◆ Parti dell'esercizio ◆
a – Nel testo sul Mondiale del 1982, contro quale nazionale esordì l'Italia il 14 giugno 1982?
b – Prosegui il testo sul Mondiale del 1982, riprendendo subito dopo la sua ultima frase.

◆ Testo da leggere ◆
·····
VITERBO – Esattamente 38 anni fa, il 14 giugno 1982, allo Stadio Balaidos di Vigo, la nazionale italiane di calcio, guidata dal commissario tecnico Enzo Bearzot, fece il suo esordio contro la formazione della Polonia in quello che sarebbe diventato un trionfo al Mondiale spagnolo. In verità gli inizi non furono per niente facili. L’Italia calcistica viveva un periodo di contestazioni a causa delle ultime prestazioni di gioco poco esaltanti e come se non bastasse, i sessanta milioni di ct italiani rimproveravano a Bearzot la scelta di convocare Paolo Rossi, reduce dalla squalifica di due anni per le vicende del calcioscommesse. La prima fase a gironi si concretizzò per gli Azzurri con tre scialbi pareggi rispettivamente contro Polonia (0-0); Perù (1-1) gol di Bruno Conti; Camerun (1-1) rete di Graziani. Fu solo grazie alla differenza reti che la nazionale italiana si trovò a superare il girone a discapito del Camerun reo di aver segnato un solo gol in meno.
La qualificazione al turno successivo però non calmò gli animi dei contestatori anche perché Paolo Rossi continuava a deludere e fu così che la squadra e lo staff, per isolarsi dal resto del mondo, decisero di attuare un silenzio stampa in modo da lasciare tutte le polemiche fuori dagli spogliatoi. Solo il capitano Zoff, per ironia della sorte il più taciturno della compagine, poteva rilasciare dichiarazioni. Nella seconda fase gli azzurri vennero inseriti nel Gruppo C con le squadre più forti del torneo: l’Argentina, campione in carica, guidata da Daniel Passerella e dall’estro di Diego Armando Maradona, che senza nasconderlo puntava a ripetere il successo del ’78 ed il Brasile che poteva affidarsi alle giocate di campioni di prima grandezza come Falcao, Cerezo, Leo Junior, Socrates detto “il dottore” e sulla classe della grande star del gruppo Arthur Antunes Coimbra, meglio conosciuto come Zico. Quella del Brasile veniva inoltre considerata come la squadra con il centrocampo più forte di sempre e per loro l’obiettivo minimo era la finale. Gli azzurri non godevano di particolare fiducia nell’ambiente sportivo né dei favori del pronostico e nulla faceva presagire ciò che invece sarebbe successo. Erano soli ma sapevano bene cosa fare.
·····
◆ Voci fornite ◆
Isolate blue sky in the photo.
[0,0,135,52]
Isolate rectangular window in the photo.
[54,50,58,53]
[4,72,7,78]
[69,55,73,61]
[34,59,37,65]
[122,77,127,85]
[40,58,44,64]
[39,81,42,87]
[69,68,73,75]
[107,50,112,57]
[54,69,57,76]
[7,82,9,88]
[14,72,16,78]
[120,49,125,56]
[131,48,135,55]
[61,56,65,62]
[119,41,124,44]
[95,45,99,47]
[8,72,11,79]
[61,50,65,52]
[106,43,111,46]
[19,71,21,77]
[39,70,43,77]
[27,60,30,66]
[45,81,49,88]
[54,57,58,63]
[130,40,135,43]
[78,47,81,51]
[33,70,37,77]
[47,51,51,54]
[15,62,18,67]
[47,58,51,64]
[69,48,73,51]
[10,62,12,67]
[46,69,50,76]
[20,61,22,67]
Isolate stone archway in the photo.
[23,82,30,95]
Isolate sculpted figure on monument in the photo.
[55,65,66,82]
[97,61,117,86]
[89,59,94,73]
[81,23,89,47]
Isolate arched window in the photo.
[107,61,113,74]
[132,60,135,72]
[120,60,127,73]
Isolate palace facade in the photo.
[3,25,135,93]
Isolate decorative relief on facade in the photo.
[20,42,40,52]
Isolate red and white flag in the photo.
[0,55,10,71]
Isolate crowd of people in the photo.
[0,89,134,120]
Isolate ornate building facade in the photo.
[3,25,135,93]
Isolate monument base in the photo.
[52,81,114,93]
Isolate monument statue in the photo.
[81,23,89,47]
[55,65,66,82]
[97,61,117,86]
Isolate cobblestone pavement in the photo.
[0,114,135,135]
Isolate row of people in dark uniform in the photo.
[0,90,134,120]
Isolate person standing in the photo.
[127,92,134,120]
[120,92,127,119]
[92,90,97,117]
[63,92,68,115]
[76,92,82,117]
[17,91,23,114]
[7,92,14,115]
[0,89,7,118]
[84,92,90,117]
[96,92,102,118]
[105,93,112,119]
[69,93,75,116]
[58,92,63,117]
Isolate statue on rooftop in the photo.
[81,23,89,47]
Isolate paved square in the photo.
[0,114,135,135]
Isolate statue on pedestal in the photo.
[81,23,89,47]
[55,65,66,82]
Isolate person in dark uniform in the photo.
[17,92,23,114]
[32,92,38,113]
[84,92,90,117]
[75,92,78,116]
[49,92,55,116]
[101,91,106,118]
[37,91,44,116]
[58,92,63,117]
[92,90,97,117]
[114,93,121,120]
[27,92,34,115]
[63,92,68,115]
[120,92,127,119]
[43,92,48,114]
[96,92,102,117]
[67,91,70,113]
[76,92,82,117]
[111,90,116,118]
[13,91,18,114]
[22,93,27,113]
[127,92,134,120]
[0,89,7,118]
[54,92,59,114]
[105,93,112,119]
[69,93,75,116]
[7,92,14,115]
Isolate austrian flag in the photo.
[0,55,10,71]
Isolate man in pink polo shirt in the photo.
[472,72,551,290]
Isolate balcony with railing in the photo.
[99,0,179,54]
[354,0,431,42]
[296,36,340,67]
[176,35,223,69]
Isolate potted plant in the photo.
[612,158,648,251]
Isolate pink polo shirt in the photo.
·····
◆ Risposte ai compiti ◆
a – Contro la Polonia.

b –
Nella prima partita di questo girone, nel quale la squadra vincitrice del gruppo sarebbe andata direttamente alle semifinali, gli Azzurri incontrarono l’Argentina e la strategia attuata dal ct italiano si rivelò azzeccata. Bearzot mise Claudio Gentile in marcatura a uomo su Maradona. La mossa fu vincente perché l’esperto difensore italiano surclassò letteralmente l’argentino, non lasciandogli mai lo spazio per alcuna giocata di rilievo. Al minuto 57 gli azzurri segnarono il primo gol con un diagonale di Tardelli, ben servito da Antognoni. Dopo appena 12 minuti, su una veloce ripartenza, Paolo Rossi si trovò a tu per tu con il portiere argentino che gli respinse il tiro, la palla finì a Bruno Conti, lesto ad inserirsi sul lato sinistro, colpo di tacco a rientrare e portiere fuori causa, passaggio indietro all’accorrente Cabrini e gol del 2-0. A nulla servì la rete su punizione del capitano argentino Daniel Passerella nel finale di gara. Nella partita successiva la nazionale verdeoro del Brasile sconfisse 3-1 l’Argentina e si presentò da grande favorita alla sfida con gli azzurri, con la spavalderia di chi si sente più forte, tanto che avevano già prenotato l’hotel a Madrid per il giorno della finale. E così il 5 Luglio, allo stadio Sarria di Barcellona gremito in ogni ordine di posto, andò in scena quella che per la nazionale azzurra rimane una delle partite più belle della storia. Anche questa volta Bearzot indovinò tutte le mosse e la sua testardaggine a far giocare uno spento Rossi lo premiò. Dopo appena 5′, Conti con finte e controfinte attirò su di sé l’attenzione dei giocatori carioca, poi esterno sinistro ad aprire il gioco dalla parte opposta del campo per l’arrivo di Cabrini, cross teso e preciso per Paolo Rossi che con un colpo di testa in diagonale portò l’Italia in vantaggio, sbloccandosi dal peso del gol e dando inizio a quello che sarà il suo pomeriggio più magico.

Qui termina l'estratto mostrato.